What you will do:
Working through the lines below, return each one that holds "every".

Source information:
# # #

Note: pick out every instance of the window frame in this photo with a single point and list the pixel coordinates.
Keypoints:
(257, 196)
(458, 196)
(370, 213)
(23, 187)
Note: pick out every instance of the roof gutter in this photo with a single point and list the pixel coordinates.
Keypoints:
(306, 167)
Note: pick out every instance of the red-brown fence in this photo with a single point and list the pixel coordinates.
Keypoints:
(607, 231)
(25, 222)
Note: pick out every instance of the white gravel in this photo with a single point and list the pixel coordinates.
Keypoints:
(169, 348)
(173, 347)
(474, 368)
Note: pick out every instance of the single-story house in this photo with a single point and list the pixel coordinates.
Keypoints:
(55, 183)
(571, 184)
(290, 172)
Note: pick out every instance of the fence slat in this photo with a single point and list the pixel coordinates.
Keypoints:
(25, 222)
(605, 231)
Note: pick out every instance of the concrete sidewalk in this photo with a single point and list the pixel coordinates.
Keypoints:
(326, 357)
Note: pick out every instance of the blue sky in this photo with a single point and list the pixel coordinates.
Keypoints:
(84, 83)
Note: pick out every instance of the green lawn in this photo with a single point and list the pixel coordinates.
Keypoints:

# # #

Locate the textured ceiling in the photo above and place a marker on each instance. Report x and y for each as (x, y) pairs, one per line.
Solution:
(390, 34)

# # #

Completed exercise:
Note: pick out every instance of the window frame in this photo with a single point and list the pixel coordinates.
Note: pick out every instance of the roof gutter in this photo with a single point and list the pixel coordinates.
Note: pick out every instance of the red-brown fence in this photo with a single point and list the pixel coordinates.
Note: pick out every instance of the white gravel in this photo with a single point and list the pixel coordinates.
Note: pick out every instance of the single-story house in this photo with a single point and list the pixel coordinates.
Note: pick out every instance of the fence slat in this photo with a single point and list the pixel coordinates.
Note: pick out every instance of the concrete sidewalk in this photo with a single point and list the pixel coordinates.
Note: pick out every instance of the blue sky in this photo with a single point and list the pixel coordinates.
Note: pick out every instance of the green lawn in this photo with a single point and list the pixel coordinates.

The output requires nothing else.